--- WHAT THE TASK ASKS ---
Return all lines in the material below that contain "roof".

--- MATERIAL FOR THE TASK ---

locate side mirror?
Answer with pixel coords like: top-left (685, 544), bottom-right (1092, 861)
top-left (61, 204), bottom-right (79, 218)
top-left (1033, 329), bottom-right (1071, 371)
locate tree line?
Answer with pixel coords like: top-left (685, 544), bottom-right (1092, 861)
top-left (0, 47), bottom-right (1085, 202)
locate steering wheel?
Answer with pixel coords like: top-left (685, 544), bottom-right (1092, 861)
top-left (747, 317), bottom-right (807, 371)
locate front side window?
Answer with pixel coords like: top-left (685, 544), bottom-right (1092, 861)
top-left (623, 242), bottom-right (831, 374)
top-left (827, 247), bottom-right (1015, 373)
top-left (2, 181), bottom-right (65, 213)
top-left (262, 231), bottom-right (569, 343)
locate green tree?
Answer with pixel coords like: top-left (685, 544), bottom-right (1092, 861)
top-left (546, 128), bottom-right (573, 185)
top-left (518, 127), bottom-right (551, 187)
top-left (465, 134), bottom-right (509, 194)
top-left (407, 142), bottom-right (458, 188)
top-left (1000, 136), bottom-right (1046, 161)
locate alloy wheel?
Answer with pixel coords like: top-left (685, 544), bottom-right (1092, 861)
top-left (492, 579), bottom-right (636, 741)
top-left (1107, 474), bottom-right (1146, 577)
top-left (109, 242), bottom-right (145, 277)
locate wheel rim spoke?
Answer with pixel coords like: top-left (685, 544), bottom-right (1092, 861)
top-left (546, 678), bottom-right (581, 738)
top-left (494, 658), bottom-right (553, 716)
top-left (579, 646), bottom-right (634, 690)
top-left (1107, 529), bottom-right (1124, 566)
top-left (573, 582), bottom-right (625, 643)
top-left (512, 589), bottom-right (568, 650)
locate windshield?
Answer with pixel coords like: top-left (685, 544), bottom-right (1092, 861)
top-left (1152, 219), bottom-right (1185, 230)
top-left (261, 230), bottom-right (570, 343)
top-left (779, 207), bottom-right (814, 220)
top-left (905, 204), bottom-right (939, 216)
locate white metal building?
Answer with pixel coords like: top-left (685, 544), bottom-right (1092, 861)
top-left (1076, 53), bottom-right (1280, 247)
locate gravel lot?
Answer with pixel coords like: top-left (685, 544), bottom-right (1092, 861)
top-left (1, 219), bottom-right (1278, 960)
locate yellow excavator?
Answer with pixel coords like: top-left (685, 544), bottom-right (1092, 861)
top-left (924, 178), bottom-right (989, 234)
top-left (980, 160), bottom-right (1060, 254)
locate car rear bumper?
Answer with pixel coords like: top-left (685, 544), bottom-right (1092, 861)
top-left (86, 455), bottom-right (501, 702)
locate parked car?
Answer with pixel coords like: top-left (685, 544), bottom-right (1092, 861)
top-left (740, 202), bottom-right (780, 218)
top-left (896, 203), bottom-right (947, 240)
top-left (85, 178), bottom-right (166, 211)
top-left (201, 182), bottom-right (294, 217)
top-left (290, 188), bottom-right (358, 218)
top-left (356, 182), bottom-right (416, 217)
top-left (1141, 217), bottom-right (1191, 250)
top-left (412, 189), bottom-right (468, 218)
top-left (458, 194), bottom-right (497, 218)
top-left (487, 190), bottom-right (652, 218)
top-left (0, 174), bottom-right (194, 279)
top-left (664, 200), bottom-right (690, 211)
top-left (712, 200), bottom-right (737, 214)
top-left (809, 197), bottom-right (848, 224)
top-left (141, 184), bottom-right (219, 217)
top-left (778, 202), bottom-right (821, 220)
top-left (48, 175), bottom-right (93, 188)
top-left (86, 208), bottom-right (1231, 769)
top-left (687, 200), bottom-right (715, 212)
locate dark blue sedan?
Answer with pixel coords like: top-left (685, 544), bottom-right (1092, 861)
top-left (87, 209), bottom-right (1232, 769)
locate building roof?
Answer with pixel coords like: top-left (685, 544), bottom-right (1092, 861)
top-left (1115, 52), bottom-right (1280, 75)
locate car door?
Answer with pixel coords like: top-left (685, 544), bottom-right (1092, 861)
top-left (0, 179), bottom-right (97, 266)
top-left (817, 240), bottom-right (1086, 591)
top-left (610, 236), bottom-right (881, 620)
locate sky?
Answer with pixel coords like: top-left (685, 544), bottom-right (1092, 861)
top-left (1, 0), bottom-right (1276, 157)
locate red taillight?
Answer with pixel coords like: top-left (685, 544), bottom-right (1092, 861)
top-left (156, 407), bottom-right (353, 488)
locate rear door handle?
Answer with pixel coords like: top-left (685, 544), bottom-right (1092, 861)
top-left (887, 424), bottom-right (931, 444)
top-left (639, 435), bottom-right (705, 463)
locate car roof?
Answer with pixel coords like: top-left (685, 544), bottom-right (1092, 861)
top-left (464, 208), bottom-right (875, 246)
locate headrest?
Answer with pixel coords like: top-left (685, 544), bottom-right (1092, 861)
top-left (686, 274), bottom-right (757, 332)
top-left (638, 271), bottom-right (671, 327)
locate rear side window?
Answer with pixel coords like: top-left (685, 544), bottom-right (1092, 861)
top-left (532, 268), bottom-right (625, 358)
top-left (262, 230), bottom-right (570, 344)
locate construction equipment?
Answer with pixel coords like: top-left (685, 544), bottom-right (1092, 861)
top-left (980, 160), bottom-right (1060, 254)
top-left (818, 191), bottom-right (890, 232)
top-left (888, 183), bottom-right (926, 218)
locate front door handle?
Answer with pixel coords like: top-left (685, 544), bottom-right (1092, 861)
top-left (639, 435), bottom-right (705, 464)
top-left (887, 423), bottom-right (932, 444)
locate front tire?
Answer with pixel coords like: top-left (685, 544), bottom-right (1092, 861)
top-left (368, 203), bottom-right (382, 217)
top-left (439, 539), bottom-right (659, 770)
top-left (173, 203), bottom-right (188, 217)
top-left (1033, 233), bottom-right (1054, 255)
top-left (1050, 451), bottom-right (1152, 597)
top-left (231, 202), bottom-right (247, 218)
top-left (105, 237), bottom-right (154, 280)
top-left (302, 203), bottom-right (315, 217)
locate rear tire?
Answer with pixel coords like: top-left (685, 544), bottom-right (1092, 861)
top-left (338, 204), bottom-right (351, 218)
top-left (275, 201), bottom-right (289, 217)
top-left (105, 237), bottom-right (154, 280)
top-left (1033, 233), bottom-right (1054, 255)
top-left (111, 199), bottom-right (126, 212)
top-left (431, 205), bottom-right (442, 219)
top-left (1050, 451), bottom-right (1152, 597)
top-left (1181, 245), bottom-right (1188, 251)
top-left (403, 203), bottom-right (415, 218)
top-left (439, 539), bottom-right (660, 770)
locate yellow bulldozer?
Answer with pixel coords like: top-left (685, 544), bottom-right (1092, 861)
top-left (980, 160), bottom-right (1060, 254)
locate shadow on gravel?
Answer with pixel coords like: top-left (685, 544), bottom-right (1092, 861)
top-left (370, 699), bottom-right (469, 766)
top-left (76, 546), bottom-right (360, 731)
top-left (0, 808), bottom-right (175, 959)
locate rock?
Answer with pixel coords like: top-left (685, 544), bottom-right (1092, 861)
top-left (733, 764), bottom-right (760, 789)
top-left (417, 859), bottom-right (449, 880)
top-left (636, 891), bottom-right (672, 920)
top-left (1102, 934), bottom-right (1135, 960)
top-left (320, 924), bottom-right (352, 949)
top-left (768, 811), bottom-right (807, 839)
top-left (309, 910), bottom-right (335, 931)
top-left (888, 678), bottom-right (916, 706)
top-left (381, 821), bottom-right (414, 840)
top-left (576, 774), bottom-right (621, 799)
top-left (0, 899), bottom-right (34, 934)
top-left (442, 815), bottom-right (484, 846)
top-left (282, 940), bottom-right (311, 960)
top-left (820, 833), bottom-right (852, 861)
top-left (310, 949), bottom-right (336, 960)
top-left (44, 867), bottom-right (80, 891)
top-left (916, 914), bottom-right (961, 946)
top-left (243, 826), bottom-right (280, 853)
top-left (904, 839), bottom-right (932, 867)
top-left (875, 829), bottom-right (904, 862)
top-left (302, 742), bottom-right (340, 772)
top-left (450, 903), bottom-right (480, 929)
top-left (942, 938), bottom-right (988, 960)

--- SOLVED PROBLEM ---
locate building roof?
locate car roof?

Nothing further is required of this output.